[Stored data entries]
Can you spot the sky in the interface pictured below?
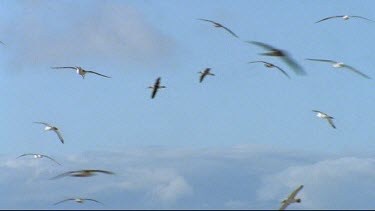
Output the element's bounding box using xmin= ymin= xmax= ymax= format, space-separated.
xmin=1 ymin=0 xmax=375 ymax=209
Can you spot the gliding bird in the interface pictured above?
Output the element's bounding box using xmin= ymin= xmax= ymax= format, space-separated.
xmin=54 ymin=198 xmax=102 ymax=205
xmin=17 ymin=153 xmax=61 ymax=165
xmin=148 ymin=77 xmax=166 ymax=99
xmin=50 ymin=169 xmax=115 ymax=179
xmin=198 ymin=18 xmax=239 ymax=38
xmin=279 ymin=185 xmax=304 ymax=210
xmin=51 ymin=66 xmax=111 ymax=79
xmin=33 ymin=122 xmax=64 ymax=144
xmin=198 ymin=68 xmax=215 ymax=83
xmin=248 ymin=61 xmax=290 ymax=79
xmin=315 ymin=15 xmax=374 ymax=23
xmin=312 ymin=110 xmax=336 ymax=129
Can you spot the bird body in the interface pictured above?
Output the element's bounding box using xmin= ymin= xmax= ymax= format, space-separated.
xmin=279 ymin=185 xmax=304 ymax=210
xmin=248 ymin=61 xmax=290 ymax=79
xmin=51 ymin=66 xmax=111 ymax=79
xmin=315 ymin=15 xmax=374 ymax=23
xmin=198 ymin=68 xmax=215 ymax=83
xmin=50 ymin=169 xmax=114 ymax=179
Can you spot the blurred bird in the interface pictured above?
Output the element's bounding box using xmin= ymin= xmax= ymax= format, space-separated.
xmin=306 ymin=58 xmax=371 ymax=79
xmin=248 ymin=61 xmax=290 ymax=79
xmin=248 ymin=41 xmax=306 ymax=75
xmin=279 ymin=185 xmax=304 ymax=210
xmin=148 ymin=77 xmax=166 ymax=99
xmin=312 ymin=110 xmax=336 ymax=129
xmin=33 ymin=122 xmax=64 ymax=144
xmin=198 ymin=18 xmax=239 ymax=38
xmin=198 ymin=68 xmax=215 ymax=83
xmin=51 ymin=66 xmax=111 ymax=79
xmin=17 ymin=153 xmax=61 ymax=166
xmin=54 ymin=198 xmax=102 ymax=205
xmin=50 ymin=169 xmax=114 ymax=179
xmin=315 ymin=15 xmax=374 ymax=23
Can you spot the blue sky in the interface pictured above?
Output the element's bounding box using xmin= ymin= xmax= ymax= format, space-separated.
xmin=1 ymin=0 xmax=375 ymax=209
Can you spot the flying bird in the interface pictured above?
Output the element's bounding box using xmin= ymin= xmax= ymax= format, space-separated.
xmin=54 ymin=198 xmax=102 ymax=205
xmin=248 ymin=41 xmax=306 ymax=75
xmin=198 ymin=18 xmax=239 ymax=38
xmin=51 ymin=66 xmax=111 ymax=79
xmin=248 ymin=61 xmax=290 ymax=79
xmin=17 ymin=153 xmax=61 ymax=165
xmin=312 ymin=110 xmax=336 ymax=129
xmin=148 ymin=77 xmax=166 ymax=99
xmin=279 ymin=185 xmax=304 ymax=210
xmin=315 ymin=15 xmax=374 ymax=23
xmin=306 ymin=58 xmax=371 ymax=79
xmin=33 ymin=122 xmax=64 ymax=144
xmin=198 ymin=68 xmax=215 ymax=83
xmin=50 ymin=169 xmax=114 ymax=179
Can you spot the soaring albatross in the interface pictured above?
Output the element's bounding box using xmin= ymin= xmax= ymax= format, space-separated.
xmin=34 ymin=122 xmax=64 ymax=144
xmin=279 ymin=185 xmax=304 ymax=210
xmin=51 ymin=66 xmax=111 ymax=79
xmin=315 ymin=15 xmax=374 ymax=23
xmin=198 ymin=18 xmax=239 ymax=38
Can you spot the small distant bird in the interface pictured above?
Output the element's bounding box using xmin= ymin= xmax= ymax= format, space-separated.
xmin=248 ymin=61 xmax=290 ymax=79
xmin=306 ymin=58 xmax=371 ymax=79
xmin=33 ymin=122 xmax=64 ymax=144
xmin=54 ymin=198 xmax=102 ymax=205
xmin=315 ymin=15 xmax=374 ymax=23
xmin=312 ymin=110 xmax=336 ymax=129
xmin=248 ymin=41 xmax=306 ymax=76
xmin=198 ymin=18 xmax=239 ymax=38
xmin=279 ymin=185 xmax=304 ymax=210
xmin=50 ymin=169 xmax=114 ymax=179
xmin=51 ymin=66 xmax=111 ymax=79
xmin=198 ymin=68 xmax=215 ymax=83
xmin=17 ymin=153 xmax=61 ymax=165
xmin=148 ymin=77 xmax=166 ymax=99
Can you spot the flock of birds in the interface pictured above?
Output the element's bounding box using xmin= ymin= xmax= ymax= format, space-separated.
xmin=5 ymin=12 xmax=374 ymax=209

**How to complete this task**
Take from the entries every line that has the string "above".

**Your response**
Can you spot the gliding bird in the interface pictured above?
Can you spot the bird body in the interface pictured above?
Can you spot the blurred bird in the interface pictured above?
Can you spot the blue sky in the interface pictured above?
Can you spot the flying bird in the interface pictured above?
Can you spot the soaring albatross in the interface pictured above?
Can you spot the small distant bird in the interface pictured above?
Can you spot the flock of birds in the interface pictured above?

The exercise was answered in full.